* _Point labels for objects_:

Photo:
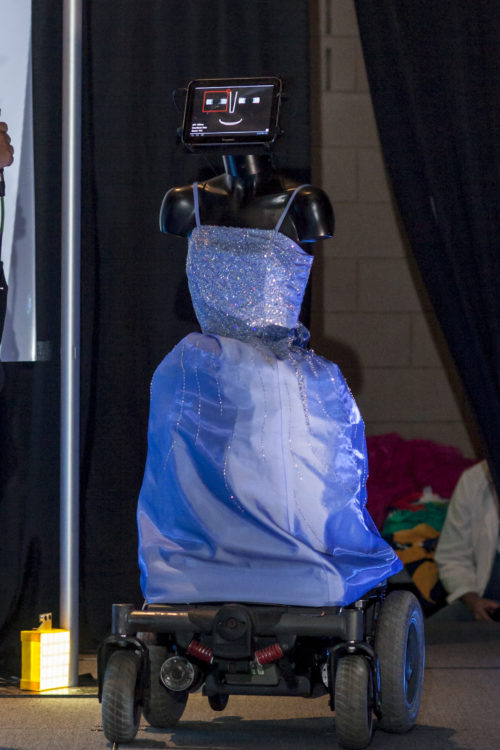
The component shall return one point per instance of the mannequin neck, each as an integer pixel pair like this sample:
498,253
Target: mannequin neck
250,170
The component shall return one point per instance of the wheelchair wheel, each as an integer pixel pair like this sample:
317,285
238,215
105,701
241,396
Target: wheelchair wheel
163,708
400,646
353,702
120,709
218,702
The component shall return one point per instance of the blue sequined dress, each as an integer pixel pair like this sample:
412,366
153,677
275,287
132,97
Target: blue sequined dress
254,486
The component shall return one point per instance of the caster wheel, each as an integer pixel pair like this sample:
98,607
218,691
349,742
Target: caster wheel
353,702
120,709
218,702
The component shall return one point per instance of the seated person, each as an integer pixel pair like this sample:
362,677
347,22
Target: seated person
468,551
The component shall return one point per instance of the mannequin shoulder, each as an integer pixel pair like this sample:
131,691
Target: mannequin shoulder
177,213
313,214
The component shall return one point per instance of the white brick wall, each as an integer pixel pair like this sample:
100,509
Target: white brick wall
370,312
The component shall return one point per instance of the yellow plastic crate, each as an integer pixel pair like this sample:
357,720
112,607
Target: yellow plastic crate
45,657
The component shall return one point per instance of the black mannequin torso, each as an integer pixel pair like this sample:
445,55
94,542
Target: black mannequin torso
249,194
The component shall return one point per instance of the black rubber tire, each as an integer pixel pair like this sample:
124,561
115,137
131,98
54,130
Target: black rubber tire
218,702
120,709
163,708
400,646
353,702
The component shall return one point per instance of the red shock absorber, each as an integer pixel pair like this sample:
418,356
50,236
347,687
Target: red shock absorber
269,654
204,653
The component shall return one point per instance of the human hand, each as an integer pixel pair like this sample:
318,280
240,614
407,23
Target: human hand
6,150
481,608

* _WHAT THE TASK REQUIRES_:
Could you reproduce all of the data above word for word, leaving out the pictures?

* _SOLUTION TO THIS EXERCISE_:
Photo:
The component shall return one point per instance of the mannequin neck, each as an integer pixel pair like this sample:
498,253
Target: mannequin neck
250,170
The component shall return one point per instance of the wheelchair wheel, each as an integer pixel pair like this sample:
317,285
238,215
105,701
241,396
Target: wheelchair wheel
163,708
400,646
353,702
120,709
218,702
The component shall return one point per instance of the blue sequined dress, each as an integer pixel pair like this sample:
412,366
153,677
275,287
132,97
Target: blue sequined dress
254,486
The component shall return one point per instance of the caster wheel, each as an integer pixel pair like this sample:
98,607
218,691
349,742
Target: caster wheel
353,702
120,709
218,702
The component shall return one point per instance of the seated person, each as an integer pixel pair like this sample:
362,677
347,22
Target: seated person
468,551
The component shall return one point per instance of the mannequin shoulder, each as an integer pixel pair like this sample:
131,691
Target: mannequin shoulder
177,213
313,214
The component shall return one point per instance of the white brick wall, each as an integer pixel pair like this sample:
100,509
Target: white brick wall
370,312
The component shall return one point per instance of the yellow plastic crate, each as an integer pixel pair like this sample:
357,720
112,607
Target: yellow plastic crate
45,657
The component shall return one point per instance of the black mannequin torso, each as an integer pixel pair like this sample:
445,55
94,542
Target: black mannequin torso
249,194
The component shall return one point per instance of the black rubber tire, each as an integer pixel pair like this sample:
124,561
115,137
131,98
54,130
Target: black rubber tire
218,702
120,709
163,708
400,646
353,702
The component shall return one point per instance of the red shock absorber, each as an integer pixel pair like this sample:
418,356
50,236
347,687
Target: red shock absorber
269,654
204,653
The component shall return one point per instance of the human hand, each as an integer pixel pair like this sample:
318,280
240,614
407,23
Target: human hand
6,150
481,608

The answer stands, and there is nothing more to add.